DOCUMENT SEGMENT:
★ ★ ★ ★ ★ ★ ★
This package requires an MPI library (OpenMPI, MPICH2, or LAM/MPI). Standard
installation in an R session with
> install.packages("pbdMPI")
should work in most cases.
On HPC clusters, it is
strongly recommended that you check with your HPC cluster documentation for
specific requirements, such as
module
software environments. Some module examples relevant to R and MPI
are
$ module load openmpi
$ module load openblas
$ module load flexiblas
$ module load r
possibly giving specific versions and possibly with some upper case letters.
Although module software environments are widely used, the specific module
names and their dependence structure are not standard across cluster
installations. The command
$ module avail
usually lists the available software modules on your cluster.
To install on the Unix command line after
downloading the source file, use R CMD INSTALL
.
If the MPI library is not found, after checking that you are loading the
correct module environments, the following arguments can be used to
specify its non-standard location on your system
Argument | Default |
--with-mpi-type | OPENMPI |
--with-mpi-include | ${MPI_ROOT}/include |
--with-mpi-libpath | ${MPI_ROOT}/lib |
--with-mpi | ${MPI_ROOT} |
where ${MPI_ROOT}
is the path to the MPI root.
★ ★ ★ ★ ★ ★ ★
TASK BRIEF:
Please repeat the stretch of the pbdMPI installation notes from "To install on" through "the MPI root." word for word. The items come from an unrelated source.

LISTED RECORDS:
★ ★ ★ ★ ★ ★ ★
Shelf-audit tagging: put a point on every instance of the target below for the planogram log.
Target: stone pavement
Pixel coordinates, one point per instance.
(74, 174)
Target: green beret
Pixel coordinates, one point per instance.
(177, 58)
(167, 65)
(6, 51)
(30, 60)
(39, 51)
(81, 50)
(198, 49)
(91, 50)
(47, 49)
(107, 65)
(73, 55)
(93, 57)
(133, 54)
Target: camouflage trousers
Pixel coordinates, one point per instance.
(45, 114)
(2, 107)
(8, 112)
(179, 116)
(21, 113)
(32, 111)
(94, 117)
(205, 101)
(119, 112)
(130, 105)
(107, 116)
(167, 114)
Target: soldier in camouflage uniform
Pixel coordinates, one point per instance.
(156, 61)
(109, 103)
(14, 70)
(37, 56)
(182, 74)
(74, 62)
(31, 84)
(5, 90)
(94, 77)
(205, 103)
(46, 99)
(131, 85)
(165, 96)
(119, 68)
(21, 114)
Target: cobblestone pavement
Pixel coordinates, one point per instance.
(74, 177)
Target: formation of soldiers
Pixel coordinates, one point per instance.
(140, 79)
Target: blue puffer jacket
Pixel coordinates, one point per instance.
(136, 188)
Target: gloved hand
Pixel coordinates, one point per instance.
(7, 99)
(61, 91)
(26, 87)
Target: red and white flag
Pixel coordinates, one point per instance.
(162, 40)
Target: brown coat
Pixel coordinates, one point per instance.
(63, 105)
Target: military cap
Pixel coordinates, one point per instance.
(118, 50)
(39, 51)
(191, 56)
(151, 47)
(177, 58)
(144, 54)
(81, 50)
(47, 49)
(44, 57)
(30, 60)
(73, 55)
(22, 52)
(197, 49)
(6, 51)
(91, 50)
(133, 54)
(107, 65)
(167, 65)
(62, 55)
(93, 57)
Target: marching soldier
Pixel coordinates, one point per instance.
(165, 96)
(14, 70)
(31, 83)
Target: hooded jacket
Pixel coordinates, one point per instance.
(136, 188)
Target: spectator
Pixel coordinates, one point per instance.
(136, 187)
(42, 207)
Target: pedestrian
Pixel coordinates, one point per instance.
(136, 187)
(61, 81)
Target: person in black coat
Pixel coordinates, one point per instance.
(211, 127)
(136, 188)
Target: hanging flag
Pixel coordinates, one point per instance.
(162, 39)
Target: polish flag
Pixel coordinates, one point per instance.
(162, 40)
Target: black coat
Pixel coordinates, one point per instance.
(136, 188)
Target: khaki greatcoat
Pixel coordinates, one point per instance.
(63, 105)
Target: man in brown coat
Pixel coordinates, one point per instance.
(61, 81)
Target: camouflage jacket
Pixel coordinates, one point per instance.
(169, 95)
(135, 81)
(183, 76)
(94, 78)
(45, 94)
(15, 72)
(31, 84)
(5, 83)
★ ★ ★ ★ ★ ★ ★
RESULT OF THE TASK:
To install on the Unix command line after
downloading the source file, use R CMD INSTALL
.
If the MPI library is not found, after checking that you are loading the
correct module environments, the following arguments can be used to
specify its non-standard location on your system
Argument | Default |
--with-mpi-type | OPENMPI |
--with-mpi-include | ${MPI_ROOT}/include |
--with-mpi-libpath | ${MPI_ROOT}/lib |
--with-mpi | ${MPI_ROOT} |
where ${MPI_ROOT}
is the path to the MPI root.